>> start Data for processing

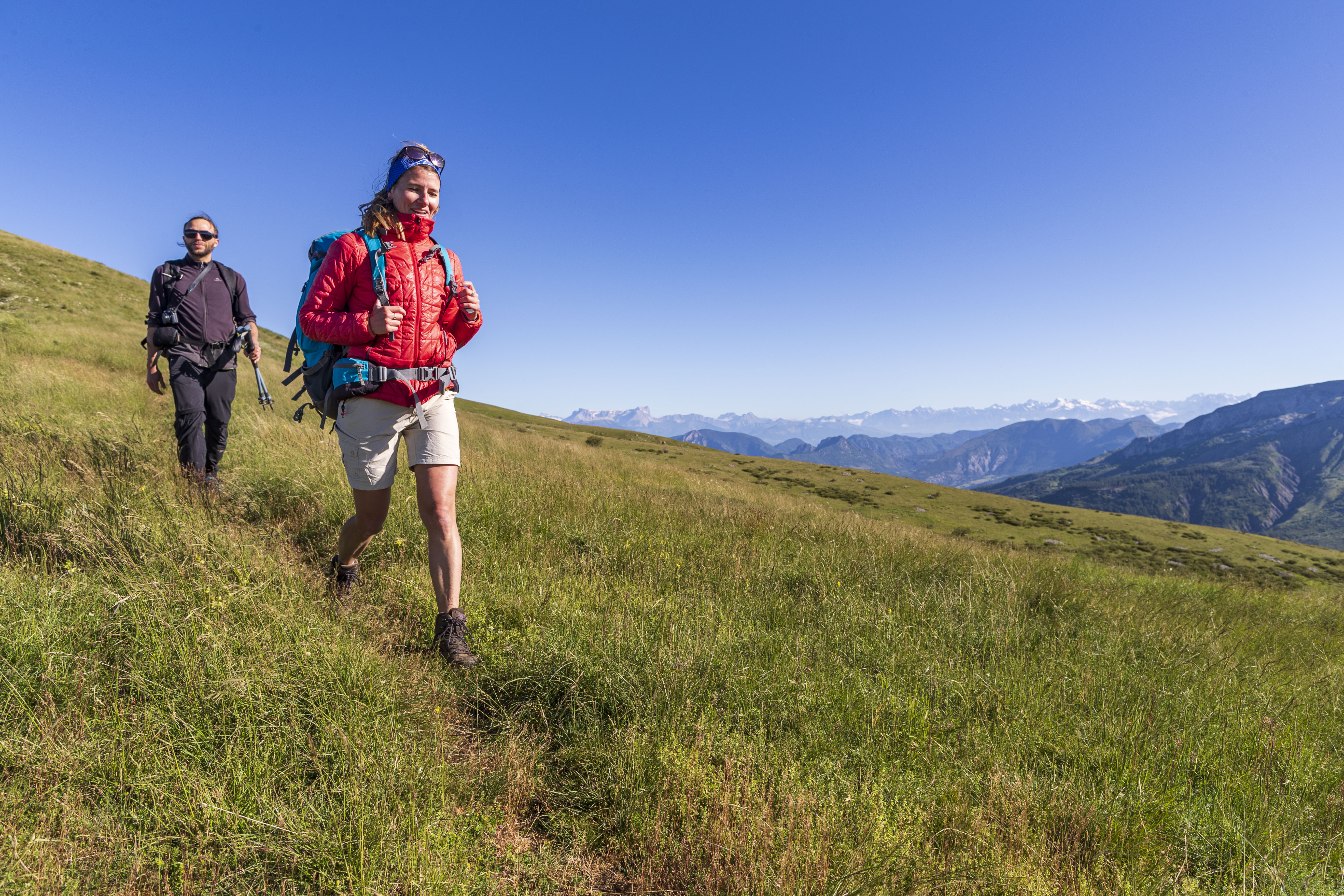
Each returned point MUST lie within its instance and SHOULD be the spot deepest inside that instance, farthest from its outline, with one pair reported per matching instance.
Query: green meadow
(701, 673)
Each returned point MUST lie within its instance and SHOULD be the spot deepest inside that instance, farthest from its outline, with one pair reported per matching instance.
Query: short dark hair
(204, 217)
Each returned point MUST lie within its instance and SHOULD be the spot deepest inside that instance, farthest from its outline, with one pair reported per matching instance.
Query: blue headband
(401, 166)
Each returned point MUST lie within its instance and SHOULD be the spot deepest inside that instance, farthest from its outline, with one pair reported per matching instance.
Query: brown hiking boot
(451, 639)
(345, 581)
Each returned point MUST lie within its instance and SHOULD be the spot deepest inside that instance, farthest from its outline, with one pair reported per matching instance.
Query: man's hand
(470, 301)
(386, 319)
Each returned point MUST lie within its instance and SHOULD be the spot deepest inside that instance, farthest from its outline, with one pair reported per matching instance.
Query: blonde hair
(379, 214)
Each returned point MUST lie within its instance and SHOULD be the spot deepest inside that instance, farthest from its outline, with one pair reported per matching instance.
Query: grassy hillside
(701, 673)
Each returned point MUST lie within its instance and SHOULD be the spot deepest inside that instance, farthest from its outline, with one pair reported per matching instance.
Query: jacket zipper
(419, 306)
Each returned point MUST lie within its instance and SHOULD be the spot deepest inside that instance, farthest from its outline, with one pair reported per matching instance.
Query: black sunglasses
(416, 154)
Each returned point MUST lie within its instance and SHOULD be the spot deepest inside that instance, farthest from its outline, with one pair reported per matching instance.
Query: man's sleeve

>> end Data for processing

*To be done:* Locate every line in the material above that contains the string "Query", and copy each of those lines. Matching is case-sensitive.

*Solution:*
Query: green meadow
Query: short dark hair
Query: blue headband
Query: brown hiking boot
Query: man's hand
Query: blonde hair
Query: grassy hillside
Query: jacket zipper
Query: black sunglasses
Query: man's sleeve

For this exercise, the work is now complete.